Begin EXCERPT PROVIDED

(Ken asks: “What “L” word. I answer: Love Actually [movie]:” we laugh)
Note: We’re back. Ken has had a great deal of trouble over the holidays and since with ongoing challenges with accommodations and negotiations at his place of work; it has taken all his energy. We were going to do the first blog of 2018 about New Year’s resolutions, but since we were on the cusp of Valentine’s Day, we had a change of heart. Love is in the air, and thus so is the question: “What is love, in our kind of relationship?”
Before we knew much about autism and that Ken was autistic, we knew even less about autism and love. Now, being together, we have discovered Ken’s differences, and “love” is no different. He – therefore we – love(s) differently.
Helpful hint: Different love is still love– no less important, no less valid, and no less true.
So, let’s diablogue
Ken: I have always comprehended the substance, however, not the necessarily the essence, of Valentine’s Day. When I give or do something for you, and it makes you happy, it makes the world seem right to me. I don’t do it because it makes me happy. Happiness to me is service—doing things for others that make them happy. That means I’ve done something right in the world; the world is at equilibrium, at that moment.
Each couples’ love is the seed of a tree taking root in a forest; it can’t be sustained alone. It has to radiate outwards to the other trees, to the family, the community, to the world. Love that stays mostly or only with the couple is doomed to hardship. Love wasn’t meant to stay locked up and insular. It must radiate out—and that makes the world well.
Christina: And I see that when you achieve equilibrium it is because an issue, even if tiny, has been addressed. An anxiety lessened. A need met. A pattern completed. Psychic and social balance.
Ken: About Valentine’s Day. I have spent a great deal of time observing it; however, in my ignorance and lack of comprehension of its innuendo, nuances and subtleties, I have spent very little time in its observance. Altruism—that, for me, is Valentine’s Day every day.
Christina: That’s a lot of observing—and not!
Ken: I am aware of the wonderful ritual and pattern; however, I am not sure I comprehend the essence of it. I sense that it is right when I give or do something for you; however, where I surmise I have a problem is… I know I’m supposed to please you, to have a wonderful effect on you. But I always have to guess if it does because I do not comprehend the essence. What makes me feel good is making you feel good.
Christina: You mean ‘doing Valentine’s Day’ as in the ritual of buying a card, chocolates, all that. Ok.
Ken: Yes, and it is personally important that I remember and treat you with reverance.

End EXCERPT PROVIDED
Begin EXTRACTED MATERIAL

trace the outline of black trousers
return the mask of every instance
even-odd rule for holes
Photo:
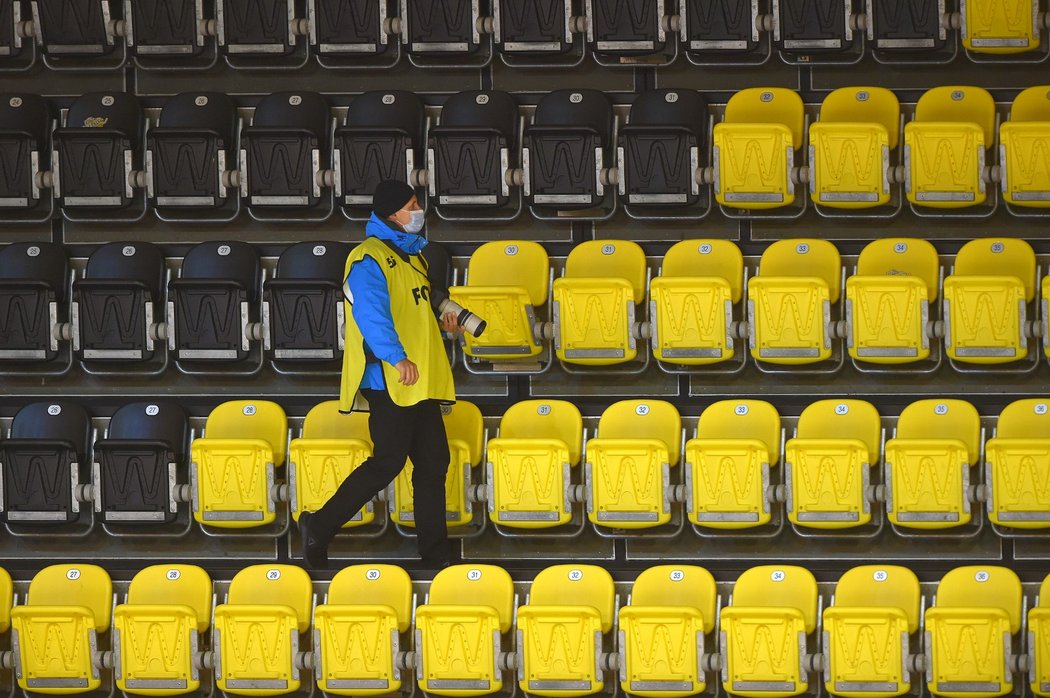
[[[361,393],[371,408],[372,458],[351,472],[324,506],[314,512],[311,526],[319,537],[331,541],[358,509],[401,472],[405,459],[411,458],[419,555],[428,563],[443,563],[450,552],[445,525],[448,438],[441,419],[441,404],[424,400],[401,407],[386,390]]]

End EXTRACTED MATERIAL
Begin EXTRACTED MATERIAL

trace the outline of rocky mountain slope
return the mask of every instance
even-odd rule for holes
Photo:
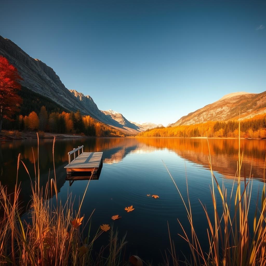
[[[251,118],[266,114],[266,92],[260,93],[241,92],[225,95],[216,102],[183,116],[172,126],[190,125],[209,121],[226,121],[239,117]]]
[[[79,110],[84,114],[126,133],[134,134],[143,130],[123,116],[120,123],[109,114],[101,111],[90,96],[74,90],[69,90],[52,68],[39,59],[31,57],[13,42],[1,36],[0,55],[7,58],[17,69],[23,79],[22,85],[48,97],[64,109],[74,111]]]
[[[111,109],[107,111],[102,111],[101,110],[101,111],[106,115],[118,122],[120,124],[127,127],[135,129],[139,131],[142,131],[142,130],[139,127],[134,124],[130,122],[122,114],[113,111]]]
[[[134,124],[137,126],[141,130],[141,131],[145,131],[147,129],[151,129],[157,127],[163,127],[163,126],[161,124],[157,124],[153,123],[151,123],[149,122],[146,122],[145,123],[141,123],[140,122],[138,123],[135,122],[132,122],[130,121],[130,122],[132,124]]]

End EXTRACTED MATERIAL

## REQUIRED TASKS:
1/ Please gather every line of the records that contains the string "trace" and list those lines.
2/ Continue the dialogue about Valentine's Day from the point where it stops.
These records are unrelated to the text.

## ANSWERS FOR THE TASKS:
1/
trace the outline of black trousers
trace the outline of rocky mountain slope

2/
Ken: I may not fully comprehend the essence of Valentine’s Day, but it does have a positive social effect on people. Let me put it this way, it is like the wind blowing the leaves on a tree. One cannot see the wind; however, one can observe the effect of the wind.
Christina: So what effects do you see?
Ken: Connection, reconnection, people hugging and smiling. Being nice to one another—even if for only for day.
Ken: One thing I observe in myself that leads to these questions is: Am I doing this merely mechanically, robotically, and on schedule, or is there something else that I’m contributing to Valentine’s Day—for us— that is emotional and human? Perhaps by listening to your answers I can answer my questions. What does Valentine’s Day mean to you and what do you need and want from it? Do I fill those needs? And with me, an autistic person, what are you getting out of Valentine’s Day?
Christina: That’s three questions. One at a time…
Ken: First I want to comprehend the world view of Valentine’s Day. Then how you comprehend it, and what you are giving up by being with me—which will also answer what you gain by being with me. What needs do I fill for you and what do I offer that compensates?
Christina: Good last questions—and you need to answer those for me as well.
Ken: I can answer them now: The need for me you fill on Valentine’s Day is that I become part of the observance of the day rather than merely observing people that day.
Christina: Got it. But personally, do you benefit in some way from me buying you a card and saying nice things?
Ken: As I miss the social mark so often, and you have the tough job of staying with me when I do, it pays back a little, this refills the cup, this helps refresh and refill. I’m very much aware that I’m a huge burden.
Christina: Interjects ….That’s not a healthy way to think.
Ken: Perhaps not healthy; however, valid.
Christina: How does it show?
Ken: Enacting Valentine’s Day demonstrates that I am not a robot, rather just a different type of human being who does not necessarily comprehend the correct pattern but is still able to have a pattern that is no less correct— it’s just different. I love hard and hurt hard. It’s just that most people will never comprehend or see it. Perhaps Aspies love and hurt deeper and harder than non-autistics; however, most people will never see it, as we do not express it—we’re not good with emotional nuances, innuendo, and subtleties. We seem to feel emotions either intensely or not at all and inappropriately; we have less range of emotional expressions. We speak a different body language and emotional language than the rest of the world. Therefore, there is no translation, no dictionary and no manual, so it becomes a lack of communication and lack of connection with others. However, make no mistake, we know what love is to us, and what not having it is like.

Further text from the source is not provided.